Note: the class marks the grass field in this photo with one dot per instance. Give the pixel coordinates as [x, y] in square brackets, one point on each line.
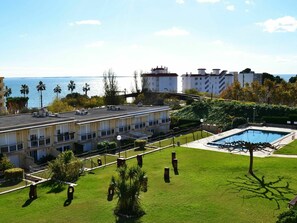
[289, 149]
[210, 187]
[4, 186]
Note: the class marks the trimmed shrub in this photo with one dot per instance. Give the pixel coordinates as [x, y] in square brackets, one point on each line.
[276, 119]
[140, 143]
[238, 121]
[14, 174]
[289, 216]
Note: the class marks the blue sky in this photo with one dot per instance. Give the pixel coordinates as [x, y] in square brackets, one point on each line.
[87, 37]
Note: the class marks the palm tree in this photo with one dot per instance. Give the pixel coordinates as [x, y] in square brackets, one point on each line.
[86, 88]
[24, 89]
[71, 86]
[128, 185]
[7, 92]
[57, 90]
[40, 87]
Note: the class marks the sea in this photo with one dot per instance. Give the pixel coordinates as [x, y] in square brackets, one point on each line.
[96, 86]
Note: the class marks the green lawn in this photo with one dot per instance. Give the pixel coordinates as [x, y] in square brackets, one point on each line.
[289, 149]
[210, 187]
[5, 186]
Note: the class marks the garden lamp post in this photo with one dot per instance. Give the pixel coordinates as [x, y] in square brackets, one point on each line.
[201, 123]
[119, 140]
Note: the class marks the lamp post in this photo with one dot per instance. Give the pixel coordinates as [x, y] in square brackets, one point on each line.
[201, 123]
[119, 140]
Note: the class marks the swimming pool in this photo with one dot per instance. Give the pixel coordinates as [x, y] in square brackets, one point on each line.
[251, 135]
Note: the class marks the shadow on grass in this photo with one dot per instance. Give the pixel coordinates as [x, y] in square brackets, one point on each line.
[27, 203]
[54, 187]
[176, 172]
[274, 190]
[120, 219]
[67, 202]
[109, 197]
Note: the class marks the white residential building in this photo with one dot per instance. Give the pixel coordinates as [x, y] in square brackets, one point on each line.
[213, 83]
[160, 80]
[247, 78]
[2, 92]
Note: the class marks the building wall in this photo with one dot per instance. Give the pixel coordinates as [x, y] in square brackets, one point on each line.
[244, 78]
[2, 99]
[210, 83]
[34, 143]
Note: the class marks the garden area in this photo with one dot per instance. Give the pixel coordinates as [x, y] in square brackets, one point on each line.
[208, 187]
[289, 149]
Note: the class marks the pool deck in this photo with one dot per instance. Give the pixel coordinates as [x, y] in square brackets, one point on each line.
[202, 143]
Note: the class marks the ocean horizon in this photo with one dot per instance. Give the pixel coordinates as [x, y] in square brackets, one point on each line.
[95, 82]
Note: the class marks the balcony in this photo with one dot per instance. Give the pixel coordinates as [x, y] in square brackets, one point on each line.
[124, 128]
[108, 132]
[11, 148]
[87, 136]
[40, 142]
[64, 137]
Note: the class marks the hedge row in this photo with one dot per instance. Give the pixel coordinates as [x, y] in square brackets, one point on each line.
[14, 174]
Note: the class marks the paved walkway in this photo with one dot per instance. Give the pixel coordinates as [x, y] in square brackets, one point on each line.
[203, 143]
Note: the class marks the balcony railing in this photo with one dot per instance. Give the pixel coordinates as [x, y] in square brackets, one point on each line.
[124, 128]
[87, 136]
[40, 142]
[11, 148]
[64, 137]
[107, 132]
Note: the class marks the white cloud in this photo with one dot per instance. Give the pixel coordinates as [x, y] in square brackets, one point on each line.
[208, 1]
[249, 2]
[172, 32]
[96, 44]
[230, 7]
[283, 24]
[217, 42]
[180, 1]
[86, 22]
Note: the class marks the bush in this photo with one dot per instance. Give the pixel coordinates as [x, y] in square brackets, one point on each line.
[140, 143]
[14, 174]
[5, 163]
[238, 121]
[289, 216]
[66, 167]
[275, 119]
[105, 145]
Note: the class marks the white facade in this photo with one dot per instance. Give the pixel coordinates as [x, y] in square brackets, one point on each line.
[248, 78]
[214, 82]
[2, 99]
[160, 80]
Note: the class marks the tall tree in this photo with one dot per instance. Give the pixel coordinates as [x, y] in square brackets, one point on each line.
[250, 147]
[135, 77]
[24, 89]
[111, 96]
[71, 86]
[40, 87]
[7, 92]
[128, 185]
[86, 88]
[57, 90]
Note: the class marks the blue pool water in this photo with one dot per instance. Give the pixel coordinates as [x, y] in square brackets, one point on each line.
[254, 136]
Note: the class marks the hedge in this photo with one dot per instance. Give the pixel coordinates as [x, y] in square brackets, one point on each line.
[276, 119]
[14, 174]
[140, 143]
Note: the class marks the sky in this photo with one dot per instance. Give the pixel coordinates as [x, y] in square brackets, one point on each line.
[88, 37]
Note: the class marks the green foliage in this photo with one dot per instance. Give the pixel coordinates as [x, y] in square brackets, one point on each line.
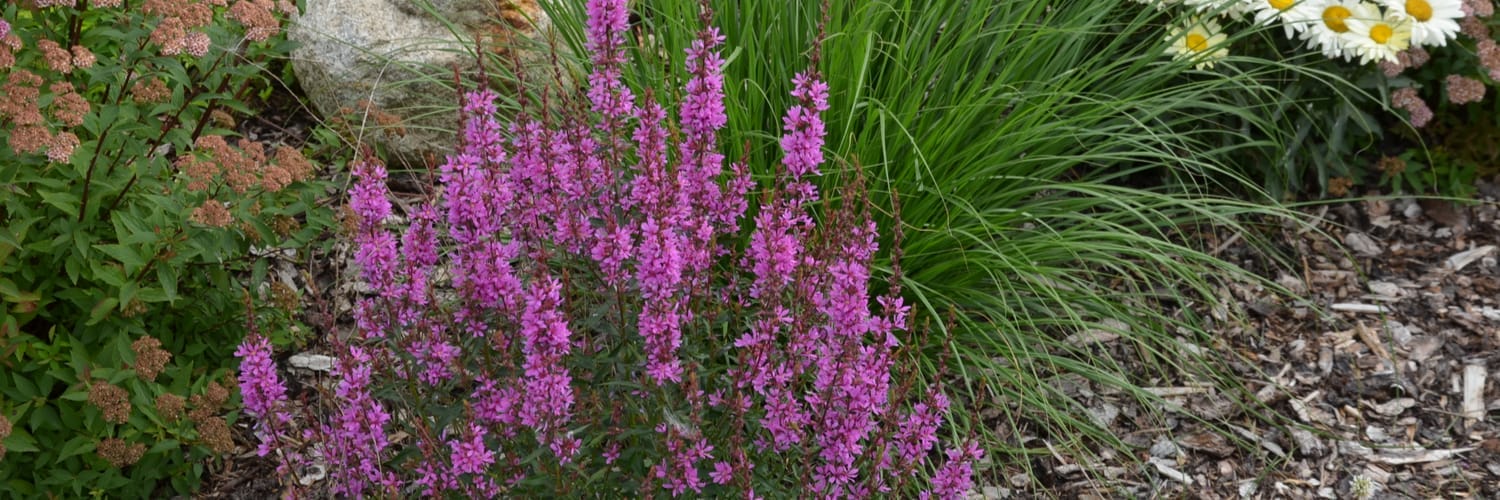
[138, 221]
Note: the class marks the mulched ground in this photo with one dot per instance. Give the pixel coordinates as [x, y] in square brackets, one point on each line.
[1389, 395]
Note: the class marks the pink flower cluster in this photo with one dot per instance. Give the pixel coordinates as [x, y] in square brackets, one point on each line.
[600, 246]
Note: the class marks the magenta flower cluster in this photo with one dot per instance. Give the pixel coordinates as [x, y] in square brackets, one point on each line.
[573, 302]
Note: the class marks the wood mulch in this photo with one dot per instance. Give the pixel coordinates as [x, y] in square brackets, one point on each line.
[1379, 385]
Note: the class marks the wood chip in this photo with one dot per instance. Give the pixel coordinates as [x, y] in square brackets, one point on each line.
[1373, 341]
[1349, 307]
[1403, 457]
[315, 362]
[1362, 245]
[1475, 392]
[1461, 260]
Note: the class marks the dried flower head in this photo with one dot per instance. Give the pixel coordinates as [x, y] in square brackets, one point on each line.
[21, 99]
[284, 296]
[120, 454]
[113, 401]
[1464, 90]
[1490, 56]
[62, 146]
[150, 358]
[255, 15]
[83, 59]
[68, 105]
[170, 406]
[215, 433]
[212, 213]
[30, 138]
[1479, 8]
[1407, 99]
[1475, 27]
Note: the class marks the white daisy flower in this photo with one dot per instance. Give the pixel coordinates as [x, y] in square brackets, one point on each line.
[1293, 14]
[1200, 41]
[1328, 29]
[1376, 38]
[1433, 21]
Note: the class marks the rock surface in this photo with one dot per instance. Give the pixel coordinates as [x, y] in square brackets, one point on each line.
[375, 62]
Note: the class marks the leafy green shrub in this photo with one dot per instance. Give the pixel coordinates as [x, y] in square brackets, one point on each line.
[126, 222]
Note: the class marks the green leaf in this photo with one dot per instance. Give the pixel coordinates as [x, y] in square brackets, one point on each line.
[65, 201]
[102, 310]
[167, 277]
[125, 254]
[20, 442]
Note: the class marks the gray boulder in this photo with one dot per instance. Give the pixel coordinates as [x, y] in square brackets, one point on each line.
[399, 57]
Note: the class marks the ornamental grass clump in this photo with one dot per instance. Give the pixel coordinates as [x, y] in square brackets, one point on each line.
[572, 316]
[1415, 74]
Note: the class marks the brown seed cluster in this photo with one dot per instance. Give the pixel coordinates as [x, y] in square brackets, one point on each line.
[1475, 27]
[1479, 8]
[68, 105]
[150, 90]
[243, 167]
[1464, 90]
[1490, 56]
[215, 433]
[1340, 186]
[21, 93]
[204, 415]
[206, 404]
[9, 42]
[257, 17]
[150, 358]
[120, 454]
[180, 27]
[1391, 165]
[113, 401]
[170, 406]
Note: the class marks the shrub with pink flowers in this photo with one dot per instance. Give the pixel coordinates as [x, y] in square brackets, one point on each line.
[572, 316]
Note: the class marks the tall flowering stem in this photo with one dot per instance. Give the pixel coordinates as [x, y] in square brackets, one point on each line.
[591, 319]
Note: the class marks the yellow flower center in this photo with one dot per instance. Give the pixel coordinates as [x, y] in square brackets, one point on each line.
[1419, 9]
[1334, 17]
[1197, 42]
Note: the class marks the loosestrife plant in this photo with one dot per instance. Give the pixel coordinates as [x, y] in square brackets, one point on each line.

Task brief:
Repeat only the stretch of lines starting at the one containing "Note: the class marks the shrub" and running to the final line of the entries above.

Exercise output:
Note: the class marks the shrub with pink flowers in this photo with one dot per instance. Give the pixel coordinates as [x, y] in square brackets, one point on each line.
[572, 316]
Note: the class marks the tall flowering stem in this photo with one dot per instance. Give the pixel coordinates as [x, y] in square brackets, one point on each line.
[591, 319]
Note: the class marks the yellow flower center in this photo with one dot per instance. Give the pixel coordinates as [x, y] in square brackets, one point on each line.
[1419, 9]
[1334, 17]
[1197, 42]
Note: the class marks the loosestrife plant in this photo with one dot per instance. Give the pixel coordinates as [x, y] in square brackets, one point on each line.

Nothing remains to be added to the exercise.